Relevez toutes les lignes des enregistrements ci-dessous où figure la chaîne « grass ».
-------- DONNÉES ENREGISTRÉES
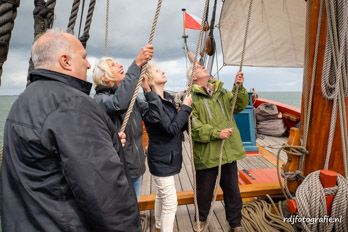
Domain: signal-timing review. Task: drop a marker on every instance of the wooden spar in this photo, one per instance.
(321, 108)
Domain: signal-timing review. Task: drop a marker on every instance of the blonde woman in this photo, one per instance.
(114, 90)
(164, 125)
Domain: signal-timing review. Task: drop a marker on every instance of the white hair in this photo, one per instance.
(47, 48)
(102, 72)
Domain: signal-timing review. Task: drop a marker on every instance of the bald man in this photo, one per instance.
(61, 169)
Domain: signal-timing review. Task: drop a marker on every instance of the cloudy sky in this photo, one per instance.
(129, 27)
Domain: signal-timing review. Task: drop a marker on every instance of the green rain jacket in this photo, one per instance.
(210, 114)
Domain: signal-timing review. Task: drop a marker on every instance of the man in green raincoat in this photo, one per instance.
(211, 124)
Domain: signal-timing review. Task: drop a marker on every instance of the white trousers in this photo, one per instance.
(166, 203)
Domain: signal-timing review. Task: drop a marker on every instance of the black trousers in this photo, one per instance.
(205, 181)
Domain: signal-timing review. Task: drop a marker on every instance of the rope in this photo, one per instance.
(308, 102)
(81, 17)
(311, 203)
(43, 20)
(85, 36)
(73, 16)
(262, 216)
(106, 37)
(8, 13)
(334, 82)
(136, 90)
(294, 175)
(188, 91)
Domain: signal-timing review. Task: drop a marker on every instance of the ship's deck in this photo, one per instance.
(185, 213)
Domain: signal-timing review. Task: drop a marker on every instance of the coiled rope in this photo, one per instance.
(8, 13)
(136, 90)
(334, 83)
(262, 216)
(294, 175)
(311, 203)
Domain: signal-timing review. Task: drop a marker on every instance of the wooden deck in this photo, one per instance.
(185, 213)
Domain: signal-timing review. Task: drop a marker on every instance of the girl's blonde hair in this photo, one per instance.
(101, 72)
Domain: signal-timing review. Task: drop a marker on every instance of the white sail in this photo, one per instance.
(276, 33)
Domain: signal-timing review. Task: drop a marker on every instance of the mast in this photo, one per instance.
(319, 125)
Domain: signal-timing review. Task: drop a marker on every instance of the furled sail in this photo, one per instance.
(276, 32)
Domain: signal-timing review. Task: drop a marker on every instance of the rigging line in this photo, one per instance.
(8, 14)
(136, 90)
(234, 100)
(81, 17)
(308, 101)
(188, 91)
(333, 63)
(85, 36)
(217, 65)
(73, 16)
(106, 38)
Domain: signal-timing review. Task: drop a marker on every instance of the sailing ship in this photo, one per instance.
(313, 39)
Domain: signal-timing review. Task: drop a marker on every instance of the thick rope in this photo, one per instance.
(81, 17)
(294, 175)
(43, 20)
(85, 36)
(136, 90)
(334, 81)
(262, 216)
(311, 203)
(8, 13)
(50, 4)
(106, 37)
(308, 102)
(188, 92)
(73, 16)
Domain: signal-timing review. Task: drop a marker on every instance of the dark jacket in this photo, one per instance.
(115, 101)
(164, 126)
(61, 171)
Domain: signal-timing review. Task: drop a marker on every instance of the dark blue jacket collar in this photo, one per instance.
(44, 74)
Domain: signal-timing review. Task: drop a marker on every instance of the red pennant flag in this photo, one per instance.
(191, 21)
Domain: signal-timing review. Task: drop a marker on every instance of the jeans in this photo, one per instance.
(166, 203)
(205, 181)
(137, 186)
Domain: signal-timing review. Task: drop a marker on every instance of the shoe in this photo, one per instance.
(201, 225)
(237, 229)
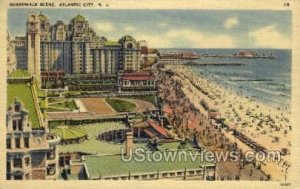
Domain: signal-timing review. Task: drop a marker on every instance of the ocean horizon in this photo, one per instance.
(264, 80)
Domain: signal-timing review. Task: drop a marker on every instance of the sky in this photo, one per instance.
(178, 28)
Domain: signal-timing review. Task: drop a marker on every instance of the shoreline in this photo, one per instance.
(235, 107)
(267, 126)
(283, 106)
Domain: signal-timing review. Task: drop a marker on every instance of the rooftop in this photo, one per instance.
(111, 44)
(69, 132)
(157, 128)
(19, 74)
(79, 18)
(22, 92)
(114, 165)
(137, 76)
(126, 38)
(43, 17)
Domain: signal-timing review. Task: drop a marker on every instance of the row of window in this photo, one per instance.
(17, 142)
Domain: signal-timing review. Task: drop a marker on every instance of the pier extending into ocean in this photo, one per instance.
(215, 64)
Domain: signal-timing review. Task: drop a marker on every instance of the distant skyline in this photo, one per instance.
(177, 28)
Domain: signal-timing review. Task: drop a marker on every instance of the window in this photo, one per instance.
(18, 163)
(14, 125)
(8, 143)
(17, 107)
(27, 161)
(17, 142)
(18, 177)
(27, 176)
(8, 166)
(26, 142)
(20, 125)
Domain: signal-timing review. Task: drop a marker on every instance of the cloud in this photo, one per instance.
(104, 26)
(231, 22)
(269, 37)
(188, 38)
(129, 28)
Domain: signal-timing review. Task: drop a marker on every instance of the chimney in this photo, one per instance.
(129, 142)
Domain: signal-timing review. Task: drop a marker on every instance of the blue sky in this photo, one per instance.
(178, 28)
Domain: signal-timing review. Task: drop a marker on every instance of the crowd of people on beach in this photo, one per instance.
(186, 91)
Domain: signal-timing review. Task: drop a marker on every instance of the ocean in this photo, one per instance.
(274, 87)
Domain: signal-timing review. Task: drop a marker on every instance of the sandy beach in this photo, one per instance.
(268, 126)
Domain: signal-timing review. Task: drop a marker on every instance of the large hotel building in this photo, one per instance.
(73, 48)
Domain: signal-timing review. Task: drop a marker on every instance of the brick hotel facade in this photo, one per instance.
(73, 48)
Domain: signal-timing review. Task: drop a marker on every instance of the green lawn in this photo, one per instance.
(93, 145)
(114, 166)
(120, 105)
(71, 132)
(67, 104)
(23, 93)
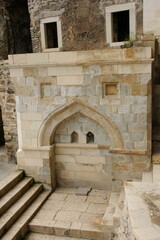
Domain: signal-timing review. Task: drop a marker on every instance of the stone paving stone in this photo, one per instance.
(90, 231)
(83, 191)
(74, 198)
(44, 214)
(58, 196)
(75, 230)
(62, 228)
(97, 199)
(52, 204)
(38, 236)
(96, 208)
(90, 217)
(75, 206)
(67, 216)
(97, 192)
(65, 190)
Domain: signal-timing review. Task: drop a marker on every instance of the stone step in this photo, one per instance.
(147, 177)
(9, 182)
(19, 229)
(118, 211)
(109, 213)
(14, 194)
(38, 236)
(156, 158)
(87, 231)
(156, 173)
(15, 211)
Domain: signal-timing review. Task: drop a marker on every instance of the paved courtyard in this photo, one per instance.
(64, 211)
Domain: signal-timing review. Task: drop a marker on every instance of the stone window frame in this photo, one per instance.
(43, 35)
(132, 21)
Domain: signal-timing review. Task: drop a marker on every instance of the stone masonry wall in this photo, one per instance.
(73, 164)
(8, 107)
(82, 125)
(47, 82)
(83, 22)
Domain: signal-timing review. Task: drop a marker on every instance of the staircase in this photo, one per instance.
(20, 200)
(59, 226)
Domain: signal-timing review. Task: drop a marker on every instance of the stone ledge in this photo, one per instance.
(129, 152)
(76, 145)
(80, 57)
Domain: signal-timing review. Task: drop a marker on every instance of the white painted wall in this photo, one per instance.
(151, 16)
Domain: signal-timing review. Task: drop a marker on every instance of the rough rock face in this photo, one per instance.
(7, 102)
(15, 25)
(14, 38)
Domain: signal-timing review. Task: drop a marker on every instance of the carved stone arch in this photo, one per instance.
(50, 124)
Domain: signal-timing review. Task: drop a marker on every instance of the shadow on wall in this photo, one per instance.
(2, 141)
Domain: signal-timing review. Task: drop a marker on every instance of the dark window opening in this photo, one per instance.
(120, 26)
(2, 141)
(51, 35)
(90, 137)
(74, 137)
----------------
-------- DONNÉES ENREGISTRÉES
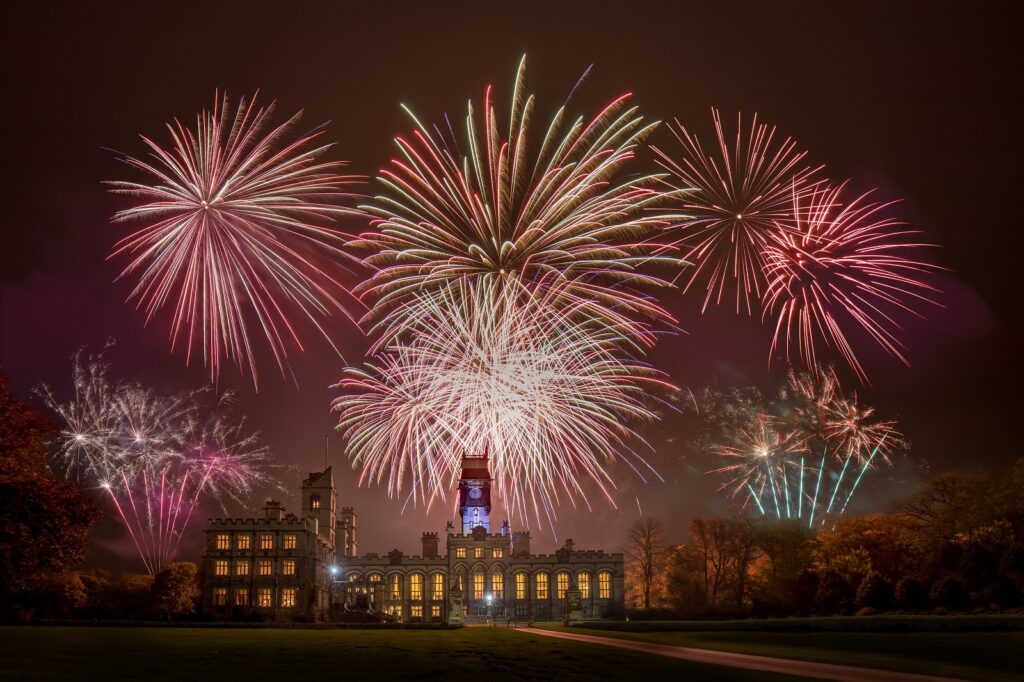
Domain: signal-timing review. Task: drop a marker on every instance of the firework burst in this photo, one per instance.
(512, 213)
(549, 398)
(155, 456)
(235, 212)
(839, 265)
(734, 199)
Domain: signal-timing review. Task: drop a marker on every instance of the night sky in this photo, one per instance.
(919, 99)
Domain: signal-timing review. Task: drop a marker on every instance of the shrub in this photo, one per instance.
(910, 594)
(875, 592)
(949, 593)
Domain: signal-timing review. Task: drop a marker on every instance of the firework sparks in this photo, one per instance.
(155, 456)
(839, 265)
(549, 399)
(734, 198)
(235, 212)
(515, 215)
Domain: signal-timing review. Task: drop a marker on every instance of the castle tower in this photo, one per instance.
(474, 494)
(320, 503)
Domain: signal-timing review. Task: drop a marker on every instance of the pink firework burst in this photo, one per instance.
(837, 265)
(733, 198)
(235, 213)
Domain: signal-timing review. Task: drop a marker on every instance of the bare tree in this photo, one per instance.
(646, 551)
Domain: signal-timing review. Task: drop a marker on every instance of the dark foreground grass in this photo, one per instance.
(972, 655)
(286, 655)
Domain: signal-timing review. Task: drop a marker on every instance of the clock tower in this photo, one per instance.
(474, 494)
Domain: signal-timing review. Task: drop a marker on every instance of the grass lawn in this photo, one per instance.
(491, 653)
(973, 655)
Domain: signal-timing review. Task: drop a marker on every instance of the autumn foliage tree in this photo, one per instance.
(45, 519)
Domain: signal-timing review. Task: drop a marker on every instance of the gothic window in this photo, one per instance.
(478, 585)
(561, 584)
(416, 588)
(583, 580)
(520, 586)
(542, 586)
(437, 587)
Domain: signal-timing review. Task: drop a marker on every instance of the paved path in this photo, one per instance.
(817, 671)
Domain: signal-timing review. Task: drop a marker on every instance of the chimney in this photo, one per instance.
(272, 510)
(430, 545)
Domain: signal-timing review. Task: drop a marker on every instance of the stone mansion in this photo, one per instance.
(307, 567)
----------------
**RÉSULTAT DE L'EXERCICE:**
Domain: signal-timing review. Task: drop a marker on every instance of the dark foreground grass in this photo, one per instance.
Domain: signal-timing review. Task: drop a marker on every instance of the grass lawn in this photo, one per instance.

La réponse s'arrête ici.